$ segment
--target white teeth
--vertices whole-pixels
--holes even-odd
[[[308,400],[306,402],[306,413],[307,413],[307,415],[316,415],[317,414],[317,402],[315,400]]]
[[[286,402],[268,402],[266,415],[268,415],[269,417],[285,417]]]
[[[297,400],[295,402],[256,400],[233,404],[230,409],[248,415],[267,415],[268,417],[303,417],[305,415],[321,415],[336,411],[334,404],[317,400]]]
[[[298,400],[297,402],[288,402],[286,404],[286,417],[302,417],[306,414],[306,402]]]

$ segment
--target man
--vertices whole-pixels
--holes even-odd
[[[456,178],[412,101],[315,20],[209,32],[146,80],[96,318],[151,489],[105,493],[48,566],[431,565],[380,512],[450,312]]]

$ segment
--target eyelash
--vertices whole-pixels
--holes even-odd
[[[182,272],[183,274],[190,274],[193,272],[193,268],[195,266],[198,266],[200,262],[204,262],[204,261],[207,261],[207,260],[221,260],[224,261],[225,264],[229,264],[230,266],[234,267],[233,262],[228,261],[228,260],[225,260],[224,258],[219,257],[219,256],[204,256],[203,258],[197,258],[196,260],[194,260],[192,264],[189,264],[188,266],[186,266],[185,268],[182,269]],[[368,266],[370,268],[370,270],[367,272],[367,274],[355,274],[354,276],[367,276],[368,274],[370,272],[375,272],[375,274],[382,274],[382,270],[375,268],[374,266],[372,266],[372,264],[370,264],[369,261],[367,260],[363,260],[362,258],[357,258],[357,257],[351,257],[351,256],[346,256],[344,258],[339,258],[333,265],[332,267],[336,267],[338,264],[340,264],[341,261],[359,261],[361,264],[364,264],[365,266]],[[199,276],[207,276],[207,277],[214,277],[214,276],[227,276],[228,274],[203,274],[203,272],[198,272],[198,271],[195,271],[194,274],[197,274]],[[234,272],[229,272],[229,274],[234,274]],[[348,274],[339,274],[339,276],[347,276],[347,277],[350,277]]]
# # #
SET EXERCISE — Rewrite the listing above as a two-column CSV with the headers input and output, starting a new row at each line that reads $ segment. In every row, put the command and its options under input and everything that follows them under output, each as one quoted field with line breaks replaced by spaces.

RESPONSE TO THIS EXERCISE —
input,output
"$ segment --target white teeth --vertices whole-pixels --holes even-odd","[[[308,400],[306,402],[306,413],[307,413],[307,415],[316,415],[317,414],[317,402],[315,400]]] [[[286,402],[268,402],[266,415],[268,415],[269,417],[285,417]]] [[[297,400],[295,402],[256,400],[233,404],[230,409],[248,415],[267,415],[268,417],[303,417],[305,415],[321,415],[336,411],[334,404],[317,400]]] [[[298,400],[297,402],[288,402],[286,404],[286,417],[302,417],[306,414],[306,402]]]"
"$ segment --target man --vertices whole-pixels --holes even-odd","[[[456,178],[412,101],[315,20],[209,32],[146,80],[96,318],[151,489],[105,493],[48,566],[431,565],[380,512],[450,312]]]"
"$ segment --target eyelash --vertices whole-pixels --holes even-odd","[[[182,272],[183,274],[190,274],[193,272],[193,268],[195,266],[198,266],[200,262],[204,262],[204,261],[207,261],[207,260],[221,260],[224,261],[225,264],[229,264],[230,266],[234,267],[233,262],[228,261],[228,260],[225,260],[224,258],[219,257],[219,256],[204,256],[203,258],[197,258],[196,260],[194,260],[192,264],[189,264],[188,266],[186,266],[185,268],[182,269]],[[368,266],[370,268],[370,270],[367,272],[367,274],[355,274],[354,276],[367,276],[368,274],[370,272],[375,272],[375,274],[382,274],[382,270],[375,268],[374,266],[372,266],[372,264],[370,264],[369,261],[367,260],[363,260],[362,258],[357,258],[357,257],[351,257],[351,256],[346,256],[344,258],[339,258],[333,265],[332,267],[336,267],[338,264],[340,264],[341,261],[359,261],[361,264],[364,264],[365,266]],[[199,276],[207,276],[207,277],[214,277],[214,276],[227,276],[228,274],[203,274],[203,272],[198,272],[198,271],[195,271],[194,274],[197,274]],[[234,272],[229,272],[229,274],[234,274]],[[348,274],[339,274],[339,276],[347,276],[347,277],[350,277]]]"